Saved data entries
* * * * *
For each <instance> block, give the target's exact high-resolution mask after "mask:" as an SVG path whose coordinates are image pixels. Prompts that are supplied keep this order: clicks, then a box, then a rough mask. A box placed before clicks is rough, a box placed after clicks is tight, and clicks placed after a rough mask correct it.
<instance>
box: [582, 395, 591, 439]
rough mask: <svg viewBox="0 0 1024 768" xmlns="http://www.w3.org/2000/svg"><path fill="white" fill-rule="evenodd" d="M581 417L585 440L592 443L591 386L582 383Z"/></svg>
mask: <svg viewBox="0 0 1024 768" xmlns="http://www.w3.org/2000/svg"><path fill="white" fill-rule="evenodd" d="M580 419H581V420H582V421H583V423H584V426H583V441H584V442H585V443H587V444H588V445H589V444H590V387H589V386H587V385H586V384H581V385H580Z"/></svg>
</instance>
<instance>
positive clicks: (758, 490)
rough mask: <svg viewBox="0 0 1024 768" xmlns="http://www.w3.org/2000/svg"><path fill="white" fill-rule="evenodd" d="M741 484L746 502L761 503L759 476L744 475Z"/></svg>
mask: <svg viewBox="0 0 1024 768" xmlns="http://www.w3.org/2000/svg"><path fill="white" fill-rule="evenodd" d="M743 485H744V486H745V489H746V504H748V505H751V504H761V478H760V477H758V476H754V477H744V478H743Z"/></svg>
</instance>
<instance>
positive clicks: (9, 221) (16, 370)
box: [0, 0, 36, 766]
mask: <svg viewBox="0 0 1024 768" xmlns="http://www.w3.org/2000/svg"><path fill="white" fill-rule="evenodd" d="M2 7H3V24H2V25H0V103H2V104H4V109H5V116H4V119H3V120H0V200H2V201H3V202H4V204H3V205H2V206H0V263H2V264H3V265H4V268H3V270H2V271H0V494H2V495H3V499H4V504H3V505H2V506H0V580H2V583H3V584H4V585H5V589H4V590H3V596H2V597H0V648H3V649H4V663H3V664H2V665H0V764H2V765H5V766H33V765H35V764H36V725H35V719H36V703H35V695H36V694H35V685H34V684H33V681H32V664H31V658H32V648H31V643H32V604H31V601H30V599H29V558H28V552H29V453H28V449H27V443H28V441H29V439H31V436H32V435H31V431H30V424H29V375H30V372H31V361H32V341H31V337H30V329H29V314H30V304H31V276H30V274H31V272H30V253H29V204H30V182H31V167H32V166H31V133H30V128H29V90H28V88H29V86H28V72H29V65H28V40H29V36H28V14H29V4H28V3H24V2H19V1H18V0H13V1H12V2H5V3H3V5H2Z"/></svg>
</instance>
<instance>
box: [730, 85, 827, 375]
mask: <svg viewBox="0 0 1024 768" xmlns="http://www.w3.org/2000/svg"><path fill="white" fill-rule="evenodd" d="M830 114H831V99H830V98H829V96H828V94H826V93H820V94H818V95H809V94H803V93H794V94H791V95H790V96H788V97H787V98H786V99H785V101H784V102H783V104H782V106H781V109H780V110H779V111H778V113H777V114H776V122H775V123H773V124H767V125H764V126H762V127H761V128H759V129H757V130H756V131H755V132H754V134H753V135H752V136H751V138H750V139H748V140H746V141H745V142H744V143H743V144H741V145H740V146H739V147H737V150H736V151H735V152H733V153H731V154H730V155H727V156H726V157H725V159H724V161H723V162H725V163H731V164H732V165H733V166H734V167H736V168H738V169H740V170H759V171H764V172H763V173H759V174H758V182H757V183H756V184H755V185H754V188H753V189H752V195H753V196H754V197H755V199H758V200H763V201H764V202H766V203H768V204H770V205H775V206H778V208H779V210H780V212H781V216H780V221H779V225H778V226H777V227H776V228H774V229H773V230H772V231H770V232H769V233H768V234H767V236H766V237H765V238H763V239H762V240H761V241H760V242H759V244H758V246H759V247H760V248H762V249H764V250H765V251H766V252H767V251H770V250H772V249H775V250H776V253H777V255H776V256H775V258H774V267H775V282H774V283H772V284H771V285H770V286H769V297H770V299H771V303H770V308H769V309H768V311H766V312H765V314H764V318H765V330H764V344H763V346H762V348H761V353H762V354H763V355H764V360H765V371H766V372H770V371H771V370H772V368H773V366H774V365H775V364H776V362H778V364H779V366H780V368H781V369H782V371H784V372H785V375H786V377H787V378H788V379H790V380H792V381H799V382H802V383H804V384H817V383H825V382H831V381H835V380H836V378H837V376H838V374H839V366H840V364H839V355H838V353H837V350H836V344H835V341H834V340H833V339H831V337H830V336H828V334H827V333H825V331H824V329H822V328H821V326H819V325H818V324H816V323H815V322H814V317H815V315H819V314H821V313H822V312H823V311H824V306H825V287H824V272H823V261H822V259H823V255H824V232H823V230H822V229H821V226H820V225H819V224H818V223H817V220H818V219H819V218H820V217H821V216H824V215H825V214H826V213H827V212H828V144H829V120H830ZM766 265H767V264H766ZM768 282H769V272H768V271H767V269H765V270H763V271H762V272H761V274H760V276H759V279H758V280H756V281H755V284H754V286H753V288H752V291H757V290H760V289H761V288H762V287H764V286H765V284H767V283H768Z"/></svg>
* * * * *
• [ACTION ITEM]:
Can you reproduce every one of the records above word for word, keeping each line as it appears?

• [RESULT OF THIS TASK]:
For each <instance> block, give the target's exact high-resolution mask after "mask:" as an SVG path whose coordinates are image pixels. Prompts that are supplied keep this order: clicks, then a box, then a rough mask. A box placed before clicks is rough, a box placed after clicks is tight, and clicks placed after a rough mask correct it.
<instance>
box: [582, 395, 591, 439]
rough mask: <svg viewBox="0 0 1024 768" xmlns="http://www.w3.org/2000/svg"><path fill="white" fill-rule="evenodd" d="M581 417L585 440L592 443L591 386L582 383Z"/></svg>
mask: <svg viewBox="0 0 1024 768" xmlns="http://www.w3.org/2000/svg"><path fill="white" fill-rule="evenodd" d="M580 419H581V420H582V421H583V423H584V426H583V441H584V442H585V443H587V444H588V445H589V444H590V387H589V386H587V385H586V384H581V385H580Z"/></svg>
</instance>
<instance>
positive clicks: (758, 490)
rough mask: <svg viewBox="0 0 1024 768" xmlns="http://www.w3.org/2000/svg"><path fill="white" fill-rule="evenodd" d="M741 484L746 502L761 503L759 476L744 475Z"/></svg>
mask: <svg viewBox="0 0 1024 768" xmlns="http://www.w3.org/2000/svg"><path fill="white" fill-rule="evenodd" d="M743 485H744V486H745V489H746V504H748V505H751V504H761V478H760V477H758V476H754V477H744V478H743Z"/></svg>
</instance>
<instance>
positive clicks: (9, 221) (16, 370)
box: [0, 0, 36, 766]
mask: <svg viewBox="0 0 1024 768" xmlns="http://www.w3.org/2000/svg"><path fill="white" fill-rule="evenodd" d="M2 7H3V24H2V25H0V103H2V104H4V109H5V116H4V119H3V120H0V200H2V201H3V202H4V204H3V205H2V206H0V263H2V264H3V265H4V268H3V270H2V271H0V494H2V495H3V499H4V504H3V505H2V506H0V580H2V583H3V584H4V585H5V589H4V590H3V596H2V597H0V648H3V649H4V663H3V664H2V665H0V764H2V765H5V766H33V765H35V764H36V725H35V719H36V703H35V695H36V694H35V685H34V684H33V681H32V664H31V658H32V648H31V643H32V604H31V601H30V599H29V558H28V552H29V453H28V449H27V443H28V441H29V439H31V436H32V435H31V431H30V424H29V375H30V372H31V361H32V341H31V337H30V329H29V314H30V304H31V276H30V274H31V272H30V253H29V204H30V182H31V167H32V166H31V133H30V128H29V90H28V88H29V86H28V72H29V65H28V40H29V36H28V14H29V4H28V3H24V2H19V1H18V0H13V1H12V2H5V3H3V5H2Z"/></svg>
</instance>
<instance>
box: [730, 85, 827, 375]
mask: <svg viewBox="0 0 1024 768" xmlns="http://www.w3.org/2000/svg"><path fill="white" fill-rule="evenodd" d="M830 114H831V99H830V98H829V96H828V94H826V93H820V94H818V95H809V94H803V93H794V94H791V95H790V96H788V97H787V98H786V99H785V101H784V102H783V104H782V106H781V109H780V110H779V111H778V113H777V114H776V122H775V123H773V124H767V125H764V126H762V127H761V128H759V129H757V130H756V131H755V132H754V134H753V135H752V136H751V138H750V139H748V140H746V141H745V142H744V143H743V144H741V145H740V146H739V147H737V150H736V151H735V152H733V153H731V154H730V155H727V156H726V157H725V159H724V161H723V162H725V163H731V164H732V165H733V166H734V167H736V168H738V169H740V170H759V171H764V172H763V173H759V174H758V182H757V183H756V184H755V185H754V188H753V189H752V195H753V196H754V197H755V199H758V200H763V201H764V202H766V203H768V204H770V205H775V206H778V208H779V210H780V212H781V216H780V221H779V225H778V226H777V227H776V228H774V229H773V230H772V231H770V232H769V233H768V234H767V236H766V237H765V238H763V239H762V240H761V241H760V242H759V244H758V246H759V247H760V248H762V249H764V250H765V251H766V252H767V251H770V250H772V249H775V250H776V253H777V255H776V256H775V258H774V267H775V282H774V283H772V284H771V285H770V286H769V297H770V299H771V303H770V308H769V309H768V311H766V312H765V314H764V318H765V330H764V344H763V346H762V348H761V353H762V354H763V355H764V360H765V371H766V372H770V371H771V370H772V368H773V366H774V365H775V364H776V362H778V364H779V366H780V368H781V369H782V371H784V372H785V375H786V377H787V378H788V379H790V380H792V381H799V382H802V383H804V384H817V383H825V382H831V381H835V380H836V378H837V376H838V374H839V366H840V364H839V355H838V353H837V350H836V344H835V341H834V340H833V339H831V337H830V336H828V334H827V333H825V331H824V329H822V328H821V326H819V325H818V324H816V323H815V322H814V317H815V315H819V314H821V313H822V312H823V311H824V306H825V287H824V272H823V261H822V259H823V255H824V232H823V230H822V229H821V226H820V225H819V224H818V223H817V220H818V219H819V218H820V217H821V216H824V215H825V214H826V213H827V212H828V144H829V120H830ZM766 265H767V264H766ZM768 282H769V272H768V271H767V269H765V270H763V271H762V272H761V274H760V276H759V279H758V280H756V281H755V284H754V286H753V288H752V291H757V290H760V289H761V288H762V287H764V286H765V284H767V283H768Z"/></svg>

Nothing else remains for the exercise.